Exercise:
Please copy the entries word for word, starting with the line that contains "Can you see the raised" and going on through the last line of the entries.

== == ==

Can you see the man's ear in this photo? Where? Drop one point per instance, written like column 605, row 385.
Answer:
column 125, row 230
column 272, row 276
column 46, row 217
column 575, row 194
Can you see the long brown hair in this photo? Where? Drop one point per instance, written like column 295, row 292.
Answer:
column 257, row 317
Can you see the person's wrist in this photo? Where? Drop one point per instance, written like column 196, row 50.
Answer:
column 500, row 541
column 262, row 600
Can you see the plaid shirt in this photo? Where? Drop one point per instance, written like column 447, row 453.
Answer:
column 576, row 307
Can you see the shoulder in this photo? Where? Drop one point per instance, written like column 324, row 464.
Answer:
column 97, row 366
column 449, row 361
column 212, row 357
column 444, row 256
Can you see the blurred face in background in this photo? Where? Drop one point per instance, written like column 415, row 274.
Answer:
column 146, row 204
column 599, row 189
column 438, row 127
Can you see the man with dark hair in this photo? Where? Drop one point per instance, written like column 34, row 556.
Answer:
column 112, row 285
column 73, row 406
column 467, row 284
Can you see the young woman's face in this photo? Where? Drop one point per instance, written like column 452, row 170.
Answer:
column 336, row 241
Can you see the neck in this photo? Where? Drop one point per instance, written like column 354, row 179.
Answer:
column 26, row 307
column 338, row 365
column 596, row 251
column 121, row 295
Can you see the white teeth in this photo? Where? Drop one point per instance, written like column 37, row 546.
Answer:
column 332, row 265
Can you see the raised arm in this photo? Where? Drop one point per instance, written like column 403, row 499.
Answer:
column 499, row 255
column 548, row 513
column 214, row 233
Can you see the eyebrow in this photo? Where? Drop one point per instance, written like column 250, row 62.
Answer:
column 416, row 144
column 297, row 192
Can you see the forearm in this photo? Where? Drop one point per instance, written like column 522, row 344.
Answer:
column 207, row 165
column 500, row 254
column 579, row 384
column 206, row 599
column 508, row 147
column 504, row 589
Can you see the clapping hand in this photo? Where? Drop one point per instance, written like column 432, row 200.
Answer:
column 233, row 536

== == ==

Output for this task:
Can you see the raised arm in this photo? Where? Drop one point per instance, written like column 403, row 499.
Answer:
column 499, row 255
column 548, row 513
column 214, row 233
Can you see the eyebrow in this photo? Where? Drop one point per instance, written like column 250, row 62.
Answer:
column 416, row 144
column 297, row 192
Can you see the forearm in this photo? Where? Drop one point per instance, written like column 522, row 344.
Answer:
column 207, row 165
column 500, row 254
column 579, row 384
column 206, row 599
column 508, row 147
column 504, row 589
Can you see the clapping hand in this photo? Where? Drop one point per instance, written like column 432, row 200.
Answer:
column 233, row 536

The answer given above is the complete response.